Records shown:
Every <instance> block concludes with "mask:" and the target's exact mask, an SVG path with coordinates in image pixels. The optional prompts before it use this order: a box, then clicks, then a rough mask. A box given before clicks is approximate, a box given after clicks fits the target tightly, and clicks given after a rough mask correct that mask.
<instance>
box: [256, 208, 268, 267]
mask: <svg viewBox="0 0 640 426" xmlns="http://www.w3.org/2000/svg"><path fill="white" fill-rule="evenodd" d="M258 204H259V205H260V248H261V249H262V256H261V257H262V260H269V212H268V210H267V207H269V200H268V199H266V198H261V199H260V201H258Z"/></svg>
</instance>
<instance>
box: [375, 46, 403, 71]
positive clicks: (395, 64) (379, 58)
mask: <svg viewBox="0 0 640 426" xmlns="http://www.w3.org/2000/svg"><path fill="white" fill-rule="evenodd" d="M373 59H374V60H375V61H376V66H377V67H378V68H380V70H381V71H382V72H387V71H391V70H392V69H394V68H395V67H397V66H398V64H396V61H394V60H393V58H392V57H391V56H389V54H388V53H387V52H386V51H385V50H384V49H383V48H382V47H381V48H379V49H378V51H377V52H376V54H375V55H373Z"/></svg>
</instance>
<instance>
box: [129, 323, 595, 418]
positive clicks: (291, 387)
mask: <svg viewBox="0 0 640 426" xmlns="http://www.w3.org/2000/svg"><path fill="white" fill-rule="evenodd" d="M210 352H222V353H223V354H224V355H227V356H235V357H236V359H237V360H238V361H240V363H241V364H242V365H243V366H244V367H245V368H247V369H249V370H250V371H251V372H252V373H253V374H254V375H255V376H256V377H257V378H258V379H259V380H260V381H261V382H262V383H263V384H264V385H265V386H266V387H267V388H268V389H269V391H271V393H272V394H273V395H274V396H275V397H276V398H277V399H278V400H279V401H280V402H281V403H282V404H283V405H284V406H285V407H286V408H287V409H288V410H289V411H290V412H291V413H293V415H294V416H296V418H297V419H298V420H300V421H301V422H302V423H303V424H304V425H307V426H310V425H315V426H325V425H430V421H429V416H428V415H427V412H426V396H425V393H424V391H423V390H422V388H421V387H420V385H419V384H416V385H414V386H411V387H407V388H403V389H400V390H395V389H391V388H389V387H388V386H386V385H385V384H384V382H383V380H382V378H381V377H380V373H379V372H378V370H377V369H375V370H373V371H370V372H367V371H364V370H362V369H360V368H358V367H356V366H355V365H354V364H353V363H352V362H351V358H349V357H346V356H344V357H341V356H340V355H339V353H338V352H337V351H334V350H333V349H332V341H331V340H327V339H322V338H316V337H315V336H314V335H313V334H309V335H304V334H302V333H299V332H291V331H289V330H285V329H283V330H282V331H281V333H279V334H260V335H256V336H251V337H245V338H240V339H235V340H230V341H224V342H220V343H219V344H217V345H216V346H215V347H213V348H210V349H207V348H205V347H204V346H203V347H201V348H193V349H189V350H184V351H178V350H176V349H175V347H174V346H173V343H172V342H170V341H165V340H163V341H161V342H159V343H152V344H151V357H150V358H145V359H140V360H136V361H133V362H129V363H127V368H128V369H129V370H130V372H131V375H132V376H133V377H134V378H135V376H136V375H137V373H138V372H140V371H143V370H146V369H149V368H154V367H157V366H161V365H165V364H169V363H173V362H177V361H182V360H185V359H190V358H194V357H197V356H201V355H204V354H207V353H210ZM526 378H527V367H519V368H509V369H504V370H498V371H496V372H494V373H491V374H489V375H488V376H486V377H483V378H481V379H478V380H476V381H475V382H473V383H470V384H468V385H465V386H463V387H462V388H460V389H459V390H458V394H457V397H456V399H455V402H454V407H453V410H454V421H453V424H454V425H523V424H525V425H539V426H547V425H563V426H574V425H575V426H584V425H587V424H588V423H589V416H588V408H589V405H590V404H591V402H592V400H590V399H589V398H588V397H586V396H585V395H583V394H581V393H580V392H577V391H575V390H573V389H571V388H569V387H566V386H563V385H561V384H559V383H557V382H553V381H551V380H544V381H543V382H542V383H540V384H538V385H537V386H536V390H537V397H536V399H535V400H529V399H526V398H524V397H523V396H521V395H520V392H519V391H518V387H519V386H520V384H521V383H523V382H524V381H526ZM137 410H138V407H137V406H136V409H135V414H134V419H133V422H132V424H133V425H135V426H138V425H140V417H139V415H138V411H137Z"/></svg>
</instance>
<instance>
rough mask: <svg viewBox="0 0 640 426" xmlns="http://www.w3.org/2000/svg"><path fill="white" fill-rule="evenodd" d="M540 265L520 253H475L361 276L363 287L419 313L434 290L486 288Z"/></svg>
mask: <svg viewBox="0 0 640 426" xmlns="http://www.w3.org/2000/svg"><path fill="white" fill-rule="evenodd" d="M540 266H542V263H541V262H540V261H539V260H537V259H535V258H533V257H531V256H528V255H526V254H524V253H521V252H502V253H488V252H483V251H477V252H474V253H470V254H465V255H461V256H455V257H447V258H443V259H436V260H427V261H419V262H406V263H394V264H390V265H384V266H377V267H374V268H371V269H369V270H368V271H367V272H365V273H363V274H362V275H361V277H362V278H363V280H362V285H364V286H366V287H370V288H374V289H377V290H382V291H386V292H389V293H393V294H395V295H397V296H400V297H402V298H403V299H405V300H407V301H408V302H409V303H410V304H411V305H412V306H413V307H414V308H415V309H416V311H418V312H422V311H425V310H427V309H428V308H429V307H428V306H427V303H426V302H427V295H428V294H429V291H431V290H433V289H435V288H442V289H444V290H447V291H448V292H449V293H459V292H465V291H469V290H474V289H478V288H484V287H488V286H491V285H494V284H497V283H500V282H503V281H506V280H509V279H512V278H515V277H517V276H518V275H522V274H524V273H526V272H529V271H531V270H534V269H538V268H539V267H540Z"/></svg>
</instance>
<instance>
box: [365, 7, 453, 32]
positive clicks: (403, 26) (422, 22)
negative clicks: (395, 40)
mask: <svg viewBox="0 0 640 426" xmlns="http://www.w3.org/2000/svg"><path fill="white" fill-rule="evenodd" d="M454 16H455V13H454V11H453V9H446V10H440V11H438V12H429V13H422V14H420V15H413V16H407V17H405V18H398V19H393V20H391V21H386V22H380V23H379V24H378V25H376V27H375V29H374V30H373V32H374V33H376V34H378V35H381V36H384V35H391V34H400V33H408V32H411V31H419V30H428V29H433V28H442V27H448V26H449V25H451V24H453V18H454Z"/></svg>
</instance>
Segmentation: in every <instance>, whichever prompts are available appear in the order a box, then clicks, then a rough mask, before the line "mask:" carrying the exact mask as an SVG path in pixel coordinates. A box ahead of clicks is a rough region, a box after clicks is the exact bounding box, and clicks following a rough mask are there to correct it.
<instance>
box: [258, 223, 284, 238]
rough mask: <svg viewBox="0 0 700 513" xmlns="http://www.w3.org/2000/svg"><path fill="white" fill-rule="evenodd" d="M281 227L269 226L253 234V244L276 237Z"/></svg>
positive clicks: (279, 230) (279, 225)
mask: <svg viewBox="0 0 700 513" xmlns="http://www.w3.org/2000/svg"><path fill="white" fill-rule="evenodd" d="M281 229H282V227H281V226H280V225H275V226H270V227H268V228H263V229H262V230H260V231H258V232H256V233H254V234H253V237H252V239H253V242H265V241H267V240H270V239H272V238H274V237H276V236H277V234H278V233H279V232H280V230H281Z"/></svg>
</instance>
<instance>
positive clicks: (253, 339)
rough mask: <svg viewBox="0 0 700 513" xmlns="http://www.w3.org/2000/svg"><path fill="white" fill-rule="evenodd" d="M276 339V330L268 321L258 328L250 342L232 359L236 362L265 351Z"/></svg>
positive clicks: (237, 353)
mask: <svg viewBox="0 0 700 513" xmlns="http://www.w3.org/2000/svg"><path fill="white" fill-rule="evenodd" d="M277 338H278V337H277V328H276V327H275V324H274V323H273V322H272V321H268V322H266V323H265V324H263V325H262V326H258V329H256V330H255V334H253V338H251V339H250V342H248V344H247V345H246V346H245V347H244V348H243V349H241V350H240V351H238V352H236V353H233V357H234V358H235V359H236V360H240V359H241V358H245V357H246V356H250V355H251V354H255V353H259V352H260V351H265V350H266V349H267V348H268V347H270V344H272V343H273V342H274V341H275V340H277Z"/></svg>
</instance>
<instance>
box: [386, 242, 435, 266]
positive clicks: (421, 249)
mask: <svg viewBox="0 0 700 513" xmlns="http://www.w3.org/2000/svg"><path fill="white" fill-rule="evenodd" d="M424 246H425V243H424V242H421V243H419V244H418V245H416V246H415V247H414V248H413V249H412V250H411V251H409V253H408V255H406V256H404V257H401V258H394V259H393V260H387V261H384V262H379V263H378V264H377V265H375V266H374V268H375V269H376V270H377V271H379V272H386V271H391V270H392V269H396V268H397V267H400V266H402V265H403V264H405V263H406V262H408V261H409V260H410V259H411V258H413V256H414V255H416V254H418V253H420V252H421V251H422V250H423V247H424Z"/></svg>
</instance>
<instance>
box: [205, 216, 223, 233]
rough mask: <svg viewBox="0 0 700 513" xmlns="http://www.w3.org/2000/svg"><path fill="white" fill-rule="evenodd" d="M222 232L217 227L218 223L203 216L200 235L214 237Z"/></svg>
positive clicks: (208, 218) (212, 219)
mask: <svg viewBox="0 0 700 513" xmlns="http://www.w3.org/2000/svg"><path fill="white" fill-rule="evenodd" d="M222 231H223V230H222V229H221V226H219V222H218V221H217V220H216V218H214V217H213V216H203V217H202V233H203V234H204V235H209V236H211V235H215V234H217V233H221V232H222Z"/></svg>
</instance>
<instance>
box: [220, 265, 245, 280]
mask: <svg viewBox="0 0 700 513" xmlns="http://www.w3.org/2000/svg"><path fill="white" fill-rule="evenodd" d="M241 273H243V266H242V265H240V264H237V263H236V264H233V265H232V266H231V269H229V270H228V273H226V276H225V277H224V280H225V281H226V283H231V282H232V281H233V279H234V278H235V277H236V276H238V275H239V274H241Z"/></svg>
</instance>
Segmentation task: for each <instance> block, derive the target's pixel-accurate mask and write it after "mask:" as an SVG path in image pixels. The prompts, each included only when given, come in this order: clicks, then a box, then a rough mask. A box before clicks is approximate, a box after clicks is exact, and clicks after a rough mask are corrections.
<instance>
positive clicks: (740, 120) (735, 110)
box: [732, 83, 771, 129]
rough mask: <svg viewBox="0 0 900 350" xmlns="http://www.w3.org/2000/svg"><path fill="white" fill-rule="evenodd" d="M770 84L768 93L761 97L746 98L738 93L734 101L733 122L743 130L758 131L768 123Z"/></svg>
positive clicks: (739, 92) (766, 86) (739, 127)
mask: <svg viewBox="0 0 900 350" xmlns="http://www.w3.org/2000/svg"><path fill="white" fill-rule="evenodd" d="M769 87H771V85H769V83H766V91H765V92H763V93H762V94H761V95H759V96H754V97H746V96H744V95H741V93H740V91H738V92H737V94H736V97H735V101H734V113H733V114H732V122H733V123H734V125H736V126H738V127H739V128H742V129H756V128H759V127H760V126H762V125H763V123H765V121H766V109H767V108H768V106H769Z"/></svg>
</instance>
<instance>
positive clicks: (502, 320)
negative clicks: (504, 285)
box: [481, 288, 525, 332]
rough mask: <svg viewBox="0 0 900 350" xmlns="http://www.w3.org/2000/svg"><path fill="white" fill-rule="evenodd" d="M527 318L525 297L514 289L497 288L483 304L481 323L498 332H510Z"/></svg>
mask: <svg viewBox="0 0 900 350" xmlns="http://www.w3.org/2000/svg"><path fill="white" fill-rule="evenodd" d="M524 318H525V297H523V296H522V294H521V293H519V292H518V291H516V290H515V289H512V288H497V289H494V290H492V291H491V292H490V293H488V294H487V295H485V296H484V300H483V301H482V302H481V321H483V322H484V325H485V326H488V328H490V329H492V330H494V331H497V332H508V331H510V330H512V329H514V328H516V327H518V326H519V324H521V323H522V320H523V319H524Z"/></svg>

Exercise details: Word for word, repeat the data from its first line through the line with "box: [129, 323, 595, 418]", including both of those lines and no others.

Task result:
Every <instance> block concludes with "mask:" and the target's exact mask, an SVG path with coordinates in image pixels. The optional prompts before it use this order: a box, then clicks, then a rough mask. A box given before clicks is approximate, a box given after clicks fits the target tightly, and clicks given after a rough mask correct that mask.
<instance>
box: [256, 208, 268, 267]
mask: <svg viewBox="0 0 640 426" xmlns="http://www.w3.org/2000/svg"><path fill="white" fill-rule="evenodd" d="M258 204H259V205H260V248H261V249H262V256H261V257H262V260H269V212H268V210H267V207H269V200H268V199H266V198H261V199H260V201H258Z"/></svg>
</instance>
<instance>
box: [375, 46, 403, 71]
positive clicks: (395, 64) (379, 58)
mask: <svg viewBox="0 0 640 426" xmlns="http://www.w3.org/2000/svg"><path fill="white" fill-rule="evenodd" d="M373 59H374V60H375V61H376V66H377V67H378V68H380V70H381V71H382V72H387V71H391V70H392V69H394V68H395V67H397V66H398V64H396V61H394V60H393V58H392V57H391V56H389V54H388V53H387V52H386V51H385V50H384V49H383V48H382V47H381V48H379V49H378V51H377V52H376V54H375V55H373Z"/></svg>
</instance>
<instance>
box: [129, 323, 595, 418]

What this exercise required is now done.